[Collected data]
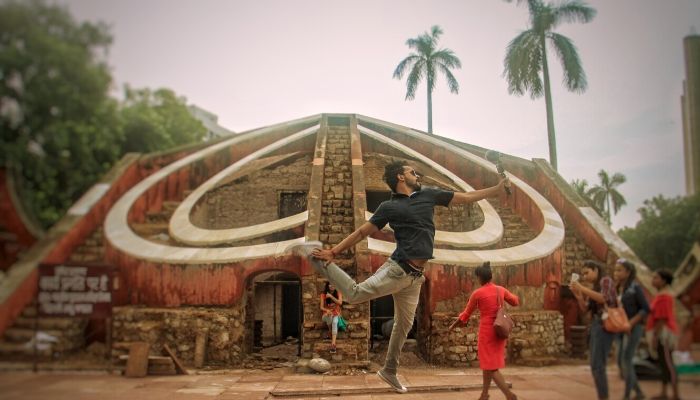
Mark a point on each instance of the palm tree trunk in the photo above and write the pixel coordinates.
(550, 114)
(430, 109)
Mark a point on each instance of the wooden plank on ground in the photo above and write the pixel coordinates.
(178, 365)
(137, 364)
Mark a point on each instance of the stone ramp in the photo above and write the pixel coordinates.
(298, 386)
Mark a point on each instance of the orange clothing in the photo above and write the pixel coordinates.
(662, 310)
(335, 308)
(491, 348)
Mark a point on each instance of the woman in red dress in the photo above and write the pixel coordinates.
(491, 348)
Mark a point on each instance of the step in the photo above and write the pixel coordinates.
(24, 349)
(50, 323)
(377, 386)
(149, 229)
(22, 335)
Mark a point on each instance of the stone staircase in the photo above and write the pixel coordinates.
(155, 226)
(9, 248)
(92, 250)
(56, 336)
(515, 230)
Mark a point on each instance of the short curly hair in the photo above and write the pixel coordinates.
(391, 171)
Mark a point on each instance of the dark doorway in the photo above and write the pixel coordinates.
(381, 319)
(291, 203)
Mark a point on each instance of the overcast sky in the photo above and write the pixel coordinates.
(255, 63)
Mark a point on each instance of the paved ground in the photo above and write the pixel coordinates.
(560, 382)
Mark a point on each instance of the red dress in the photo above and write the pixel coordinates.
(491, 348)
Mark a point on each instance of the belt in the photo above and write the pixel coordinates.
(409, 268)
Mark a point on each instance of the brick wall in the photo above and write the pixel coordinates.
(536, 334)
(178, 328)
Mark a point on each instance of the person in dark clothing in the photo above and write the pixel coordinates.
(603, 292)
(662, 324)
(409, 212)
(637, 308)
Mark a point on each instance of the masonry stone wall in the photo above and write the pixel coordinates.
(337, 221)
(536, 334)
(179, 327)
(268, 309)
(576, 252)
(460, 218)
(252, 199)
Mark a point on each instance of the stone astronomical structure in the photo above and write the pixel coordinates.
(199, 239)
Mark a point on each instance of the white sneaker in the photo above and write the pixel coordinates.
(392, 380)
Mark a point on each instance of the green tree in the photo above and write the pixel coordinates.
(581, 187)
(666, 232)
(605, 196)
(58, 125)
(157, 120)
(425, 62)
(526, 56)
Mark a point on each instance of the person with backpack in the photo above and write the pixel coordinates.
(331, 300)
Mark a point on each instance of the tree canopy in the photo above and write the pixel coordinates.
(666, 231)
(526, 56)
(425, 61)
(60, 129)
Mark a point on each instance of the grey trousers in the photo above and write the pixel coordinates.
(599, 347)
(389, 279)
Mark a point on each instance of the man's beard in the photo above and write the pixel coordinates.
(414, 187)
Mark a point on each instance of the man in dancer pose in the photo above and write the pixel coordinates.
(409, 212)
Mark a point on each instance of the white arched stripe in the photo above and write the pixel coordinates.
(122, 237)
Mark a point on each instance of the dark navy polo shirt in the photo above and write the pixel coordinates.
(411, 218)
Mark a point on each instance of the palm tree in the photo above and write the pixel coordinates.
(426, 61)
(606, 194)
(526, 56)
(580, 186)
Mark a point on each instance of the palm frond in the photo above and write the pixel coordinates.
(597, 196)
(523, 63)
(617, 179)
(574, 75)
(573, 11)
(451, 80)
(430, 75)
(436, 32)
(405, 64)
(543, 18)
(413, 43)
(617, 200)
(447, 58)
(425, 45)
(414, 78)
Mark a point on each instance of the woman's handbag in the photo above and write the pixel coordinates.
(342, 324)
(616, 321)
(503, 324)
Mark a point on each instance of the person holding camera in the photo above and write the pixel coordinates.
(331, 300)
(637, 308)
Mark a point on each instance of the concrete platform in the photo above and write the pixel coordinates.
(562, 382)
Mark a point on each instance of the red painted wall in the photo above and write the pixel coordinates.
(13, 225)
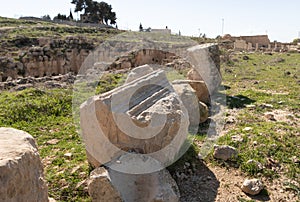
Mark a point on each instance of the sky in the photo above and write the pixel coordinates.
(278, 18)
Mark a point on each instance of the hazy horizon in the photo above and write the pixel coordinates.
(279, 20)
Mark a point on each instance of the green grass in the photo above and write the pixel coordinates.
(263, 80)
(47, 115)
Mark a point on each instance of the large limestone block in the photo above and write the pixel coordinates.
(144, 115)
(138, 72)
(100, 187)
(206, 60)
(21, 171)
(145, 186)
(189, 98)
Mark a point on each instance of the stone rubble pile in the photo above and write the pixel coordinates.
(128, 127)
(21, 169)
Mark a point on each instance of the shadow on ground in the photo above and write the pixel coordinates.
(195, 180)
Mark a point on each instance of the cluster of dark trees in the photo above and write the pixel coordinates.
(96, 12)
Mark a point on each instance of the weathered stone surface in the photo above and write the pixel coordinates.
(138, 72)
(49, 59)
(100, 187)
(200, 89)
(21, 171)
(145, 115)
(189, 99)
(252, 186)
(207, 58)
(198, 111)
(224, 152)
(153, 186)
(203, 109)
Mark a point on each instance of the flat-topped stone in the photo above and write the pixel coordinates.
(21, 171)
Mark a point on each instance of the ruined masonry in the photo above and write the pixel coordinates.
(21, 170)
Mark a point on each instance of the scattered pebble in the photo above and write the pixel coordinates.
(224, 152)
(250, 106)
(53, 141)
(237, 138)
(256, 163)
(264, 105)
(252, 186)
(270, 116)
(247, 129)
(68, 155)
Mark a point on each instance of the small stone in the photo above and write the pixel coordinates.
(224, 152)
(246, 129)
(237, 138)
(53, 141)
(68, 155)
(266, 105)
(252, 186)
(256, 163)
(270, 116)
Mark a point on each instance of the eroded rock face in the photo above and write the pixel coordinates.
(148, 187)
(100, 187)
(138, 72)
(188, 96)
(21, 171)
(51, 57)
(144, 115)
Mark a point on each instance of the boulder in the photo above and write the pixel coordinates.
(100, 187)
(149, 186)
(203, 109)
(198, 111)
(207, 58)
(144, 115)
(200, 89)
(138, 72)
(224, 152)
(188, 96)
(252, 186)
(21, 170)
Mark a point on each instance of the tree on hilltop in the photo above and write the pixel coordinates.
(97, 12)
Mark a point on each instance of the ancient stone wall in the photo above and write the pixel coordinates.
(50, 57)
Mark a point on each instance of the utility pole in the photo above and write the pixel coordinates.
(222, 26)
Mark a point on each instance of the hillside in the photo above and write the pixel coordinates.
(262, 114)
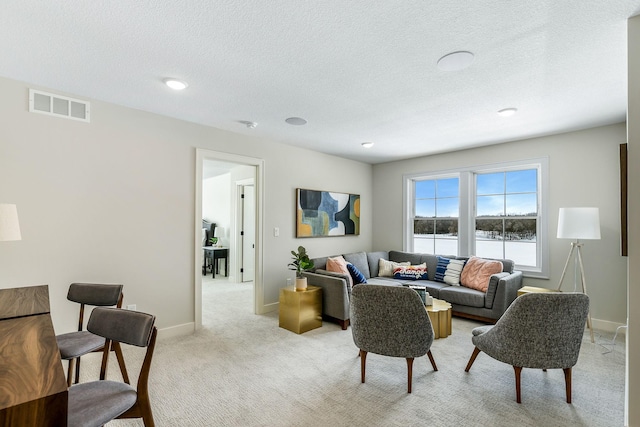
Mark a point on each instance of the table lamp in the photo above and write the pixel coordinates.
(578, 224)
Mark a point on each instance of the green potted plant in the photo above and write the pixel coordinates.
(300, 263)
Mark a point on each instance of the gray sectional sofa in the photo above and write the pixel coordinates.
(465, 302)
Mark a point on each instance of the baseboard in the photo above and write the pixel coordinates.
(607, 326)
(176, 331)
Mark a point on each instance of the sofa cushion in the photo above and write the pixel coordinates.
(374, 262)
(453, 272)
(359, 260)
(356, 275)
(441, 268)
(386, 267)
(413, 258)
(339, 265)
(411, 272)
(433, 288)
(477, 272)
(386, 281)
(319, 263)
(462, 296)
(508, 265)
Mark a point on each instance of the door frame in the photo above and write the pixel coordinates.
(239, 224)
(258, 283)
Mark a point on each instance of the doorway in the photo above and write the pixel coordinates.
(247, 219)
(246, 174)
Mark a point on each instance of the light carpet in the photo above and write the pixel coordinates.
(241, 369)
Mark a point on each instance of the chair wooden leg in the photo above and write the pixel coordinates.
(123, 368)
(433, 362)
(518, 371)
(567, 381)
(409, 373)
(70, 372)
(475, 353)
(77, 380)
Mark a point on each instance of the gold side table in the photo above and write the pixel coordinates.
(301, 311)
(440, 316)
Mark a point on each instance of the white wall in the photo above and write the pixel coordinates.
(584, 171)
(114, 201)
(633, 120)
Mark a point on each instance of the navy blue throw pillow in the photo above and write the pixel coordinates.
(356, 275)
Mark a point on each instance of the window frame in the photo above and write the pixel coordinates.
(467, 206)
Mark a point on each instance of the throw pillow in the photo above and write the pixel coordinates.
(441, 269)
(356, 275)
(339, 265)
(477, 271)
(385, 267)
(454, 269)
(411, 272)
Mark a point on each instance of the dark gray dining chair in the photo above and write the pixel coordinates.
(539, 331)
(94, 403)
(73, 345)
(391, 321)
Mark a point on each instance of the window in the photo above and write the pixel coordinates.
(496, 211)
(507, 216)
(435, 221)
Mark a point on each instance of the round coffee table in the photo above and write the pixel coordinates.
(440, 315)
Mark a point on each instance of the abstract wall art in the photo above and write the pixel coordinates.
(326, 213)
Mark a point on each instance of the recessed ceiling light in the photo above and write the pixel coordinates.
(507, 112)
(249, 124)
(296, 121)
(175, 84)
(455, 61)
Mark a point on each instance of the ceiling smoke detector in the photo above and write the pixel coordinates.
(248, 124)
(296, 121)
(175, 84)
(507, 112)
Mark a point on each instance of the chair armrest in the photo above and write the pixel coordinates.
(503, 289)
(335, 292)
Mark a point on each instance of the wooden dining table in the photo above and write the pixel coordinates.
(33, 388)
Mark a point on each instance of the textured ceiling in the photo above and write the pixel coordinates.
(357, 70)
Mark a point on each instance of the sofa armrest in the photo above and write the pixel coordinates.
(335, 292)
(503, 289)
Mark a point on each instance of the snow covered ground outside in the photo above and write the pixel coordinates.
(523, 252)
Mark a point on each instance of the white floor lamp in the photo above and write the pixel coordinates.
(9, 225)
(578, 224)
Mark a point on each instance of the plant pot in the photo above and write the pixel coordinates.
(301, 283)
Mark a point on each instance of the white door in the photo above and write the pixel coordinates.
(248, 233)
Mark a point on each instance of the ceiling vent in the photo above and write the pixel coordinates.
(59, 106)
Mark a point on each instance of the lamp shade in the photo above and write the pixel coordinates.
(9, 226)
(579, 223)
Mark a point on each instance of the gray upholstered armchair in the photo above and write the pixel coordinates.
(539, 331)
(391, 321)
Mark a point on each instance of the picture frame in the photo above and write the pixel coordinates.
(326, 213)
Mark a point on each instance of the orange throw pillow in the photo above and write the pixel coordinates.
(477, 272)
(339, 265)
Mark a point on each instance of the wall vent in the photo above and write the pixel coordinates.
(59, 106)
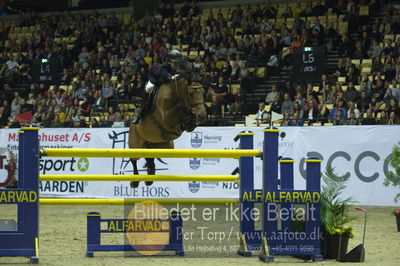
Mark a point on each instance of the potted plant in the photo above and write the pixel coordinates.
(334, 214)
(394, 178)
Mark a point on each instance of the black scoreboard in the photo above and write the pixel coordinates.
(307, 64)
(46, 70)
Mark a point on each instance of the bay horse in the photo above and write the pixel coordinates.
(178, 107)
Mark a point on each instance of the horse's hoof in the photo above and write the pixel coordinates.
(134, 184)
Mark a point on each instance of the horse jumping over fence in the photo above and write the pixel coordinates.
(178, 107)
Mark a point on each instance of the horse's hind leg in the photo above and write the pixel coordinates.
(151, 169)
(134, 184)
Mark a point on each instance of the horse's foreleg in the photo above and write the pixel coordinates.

**PROBLEM TO WORK ON:** The lines to write out run from the one containing "Mark a point on each instance of the plant" through the final line of the material above, both included; write them out exactly, with no pictures.

**RESULT OF THE TASK:**
Mark a point on each instance of the plant pot in the photo above and write the pixel coordinates.
(301, 283)
Mark a point on each instance of the white door in the photo above and write the pixel coordinates.
(248, 233)
Mark a point on each instance of the ceiling vent in the photo above and write the pixel coordinates.
(59, 106)
Mark a point on each instance of the lamp shade in the photo above and write the pixel coordinates.
(9, 226)
(579, 223)
Mark a point on each instance of the gray upholstered armchair in the photo above and write the pixel coordinates.
(539, 331)
(391, 321)
Mark a point on each instance of the picture frame in the photo above and write the pixel coordinates.
(326, 213)
Mark a point on each instance of the orange throw pillow in the photo above and write the pixel coordinates.
(477, 272)
(339, 265)
Mark a point on each instance of the wall vent in the photo above and write the pixel coordinates.
(59, 106)
Mark a point on each instance of the potted plant in the photo above and write the pixel coordinates.
(334, 214)
(394, 178)
Mark a point on each instance of the black scoreboard in the photo above and write the pixel coordinates.
(307, 64)
(46, 70)
Mark a point on each instance of the bay horse in the photo above and write the pixel coordinates.
(178, 107)
Mark a point on each instance of the horse's hoof in the photo above and write the pixel coordinates.
(134, 184)
Mark a point on each instance of the horse jumping over fence in the photo above and write the pixel coordinates.
(178, 107)
Mark a point on each instance of the horse's hind leg in the photo above and write the pixel coordinates.
(151, 169)
(134, 184)
Mark a point on each instance of the horse's foreleg in the photo above and write the pixel coordinates.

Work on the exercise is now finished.